- _TEXT SECTION_
══════

Havruta
- Official logo
- Formation: 2010; 16 years ago
- Founded at: Israel
- Purpose: Promoting tolerance and acceptance of LGBT people in the Orthodox Jewish community
- Official language: Hebrew
- Affiliations: Bat-Kol, Israeli Gay Youth (IGY)

= Havruta (organization) =

Israeli organization for religious Jewish LGBTQ people

Havruta (חַבְרוּתָא, from Talmudic Aramaic for "fellowship") is an organization of religiously inclined Jewish LGBTQ people in Israel which acts to promote tolerance and acceptance of gay, lesbian, and transgender people in the Orthodox community in Israel.

Havruta started as part of Jerusalem Open House and split off in 2010.

==Goals==
Havruta aims to create a broad community of volunteers and participants who will offer social support and sense of communal belonging and empowerment for gays who have some religious connection in all aspects of their lives and life cycle events. In addition, Havruta aims to increase the recognition of religious gays, leading to them being accepted.

Havruta also aims to help gay people live a religious lifestyle, and support them through working together, as well as offering an opportunity for the greater gay community to share the experience of a Jewish religious life.

==Community activities==
Havruta serves as a community for religiously inclined and formerly religious gays and helps bridge the wide gaps that exist between religious and gay life. Havruta provides monthly social meetings in Jerusalem, Tel Aviv and Haifa as well as annual hikes and weekend retreats that attract many members.

══════

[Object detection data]
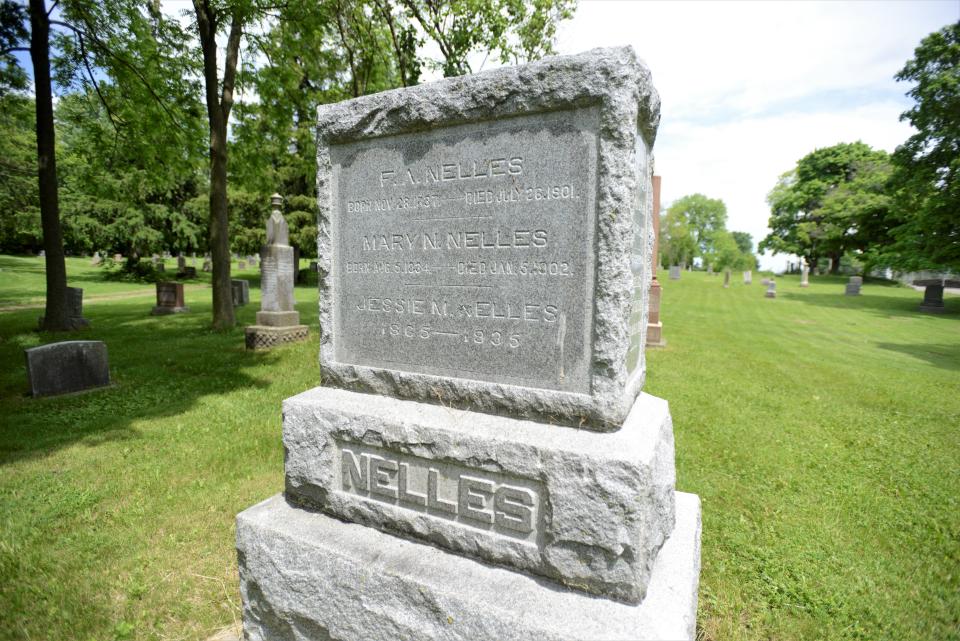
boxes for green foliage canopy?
[759,142,890,271]
[878,22,960,271]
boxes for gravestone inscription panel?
[331,109,598,393]
[317,50,659,431]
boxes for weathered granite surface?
[150,281,190,316]
[23,341,110,396]
[317,48,659,431]
[283,387,676,602]
[237,493,700,641]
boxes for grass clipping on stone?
[0,257,960,640]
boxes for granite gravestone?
[150,282,190,316]
[633,176,667,347]
[845,276,863,296]
[913,278,960,314]
[24,341,110,396]
[237,48,700,641]
[245,194,307,349]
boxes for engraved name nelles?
[360,229,548,252]
[380,156,523,187]
[338,443,540,539]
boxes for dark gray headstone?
[24,341,110,396]
[230,278,250,307]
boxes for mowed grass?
[0,260,960,641]
[646,273,960,640]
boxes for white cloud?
[557,0,960,268]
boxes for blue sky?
[557,0,960,269]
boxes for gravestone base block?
[150,305,190,316]
[283,387,676,603]
[257,311,300,327]
[647,322,667,347]
[246,324,309,350]
[237,492,700,641]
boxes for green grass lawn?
[0,258,960,640]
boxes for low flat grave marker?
[24,341,110,396]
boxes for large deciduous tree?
[193,0,248,329]
[667,194,727,258]
[879,22,960,271]
[759,142,890,273]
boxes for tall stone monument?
[246,194,308,349]
[634,176,667,347]
[237,48,700,641]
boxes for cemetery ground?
[0,257,960,640]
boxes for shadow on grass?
[0,302,304,466]
[876,343,960,371]
[777,289,960,322]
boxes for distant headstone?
[39,287,90,329]
[646,176,667,347]
[846,276,863,296]
[245,194,307,349]
[913,278,960,314]
[150,281,190,316]
[230,278,250,307]
[24,341,110,396]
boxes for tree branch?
[77,32,119,133]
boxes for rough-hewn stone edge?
[317,47,660,431]
[283,387,676,602]
[237,492,701,641]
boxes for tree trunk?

══════

- _DIRECTION_
Rewrite the Havruta text from "Havruta also aims" to "attract many members.", changing "Haifa" to "Beersheba". The object detection lines have nothing to do with this.

- _EXERCISE RESULT_
Havruta also aims to help gay people live a religious lifestyle, and support them through working together, as well as offering an opportunity for the greater gay community to share the experience of a Jewish religious life.

==Community activities==
Havruta serves as a community for religiously inclined and formerly religious gays and helps bridge the wide gaps that exist between religious and gay life. Havruta provides monthly social meetings in Jerusalem, Tel Aviv and Beersheba as well as annual hikes and weekend retreats that attract many members.